-------- Exercise materials

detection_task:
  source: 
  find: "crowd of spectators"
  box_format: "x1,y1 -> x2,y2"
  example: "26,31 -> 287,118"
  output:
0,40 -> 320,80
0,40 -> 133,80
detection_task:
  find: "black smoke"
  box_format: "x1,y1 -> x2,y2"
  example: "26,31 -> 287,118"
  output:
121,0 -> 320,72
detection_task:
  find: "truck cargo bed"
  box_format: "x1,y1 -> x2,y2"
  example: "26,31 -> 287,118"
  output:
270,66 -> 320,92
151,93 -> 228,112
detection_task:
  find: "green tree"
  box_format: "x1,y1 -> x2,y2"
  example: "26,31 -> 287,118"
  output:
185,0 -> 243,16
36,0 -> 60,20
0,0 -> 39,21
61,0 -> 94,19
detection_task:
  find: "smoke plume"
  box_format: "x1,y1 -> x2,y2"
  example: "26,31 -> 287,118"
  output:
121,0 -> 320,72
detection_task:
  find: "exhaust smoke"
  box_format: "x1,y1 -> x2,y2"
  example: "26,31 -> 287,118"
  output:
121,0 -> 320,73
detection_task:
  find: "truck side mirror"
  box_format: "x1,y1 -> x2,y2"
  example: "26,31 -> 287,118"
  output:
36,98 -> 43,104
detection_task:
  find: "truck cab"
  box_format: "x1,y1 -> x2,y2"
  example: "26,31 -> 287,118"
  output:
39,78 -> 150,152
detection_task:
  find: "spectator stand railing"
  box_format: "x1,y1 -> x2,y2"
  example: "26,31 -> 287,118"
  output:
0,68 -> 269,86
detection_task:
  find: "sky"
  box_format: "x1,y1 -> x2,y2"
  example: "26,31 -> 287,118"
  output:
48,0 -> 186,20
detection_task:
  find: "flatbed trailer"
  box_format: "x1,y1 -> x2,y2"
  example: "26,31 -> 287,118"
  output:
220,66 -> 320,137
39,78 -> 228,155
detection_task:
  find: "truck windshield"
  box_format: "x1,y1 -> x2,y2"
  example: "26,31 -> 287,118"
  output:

----------------

Set down every line from the start of the records down to the line containing "36,98 -> 43,104", including that line, and copy each one character for character.

### [Result of this exercise]
detection_task:
  source: 
  find: "crowd of spectators"
  box_format: "x1,y1 -> x2,y2"
  example: "26,31 -> 287,118"
  output:
0,40 -> 320,80
0,40 -> 133,80
detection_task:
  find: "black smoke"
  box_format: "x1,y1 -> x2,y2"
  example: "26,31 -> 287,118"
  output:
121,0 -> 320,72
detection_task:
  find: "truck cargo bed"
  box_format: "x1,y1 -> x2,y2"
  example: "26,31 -> 287,118"
  output:
270,66 -> 320,92
151,93 -> 228,112
detection_task:
  find: "green tree"
  box_format: "x1,y1 -> x2,y2"
  example: "26,31 -> 287,118"
  output:
185,0 -> 243,16
36,0 -> 60,20
0,0 -> 39,21
61,0 -> 94,19
detection_task:
  find: "smoke plume"
  box_format: "x1,y1 -> x2,y2"
  example: "26,31 -> 287,118"
  output:
121,0 -> 320,72
detection_task:
  find: "exhaust smoke"
  box_format: "x1,y1 -> x2,y2"
  example: "26,31 -> 287,118"
  output:
121,0 -> 320,73
detection_task:
  find: "truck side mirror"
  box_format: "x1,y1 -> x2,y2"
  example: "26,31 -> 287,118"
  output:
36,98 -> 43,104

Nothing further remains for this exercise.